* Exercise brief
Every line in the following data that has "trace" counts toward the total; state that total alone.

[[ Exercise material, beginning ]]

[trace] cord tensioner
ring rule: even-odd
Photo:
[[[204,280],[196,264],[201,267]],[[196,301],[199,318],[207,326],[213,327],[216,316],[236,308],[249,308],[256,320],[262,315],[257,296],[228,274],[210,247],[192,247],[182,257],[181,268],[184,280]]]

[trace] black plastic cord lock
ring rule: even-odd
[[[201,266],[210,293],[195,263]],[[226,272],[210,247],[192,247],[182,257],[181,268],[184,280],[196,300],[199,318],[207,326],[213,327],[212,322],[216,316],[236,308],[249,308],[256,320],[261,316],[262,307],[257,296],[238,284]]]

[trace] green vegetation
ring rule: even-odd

[[ Exercise material, end ]]

* Task result
3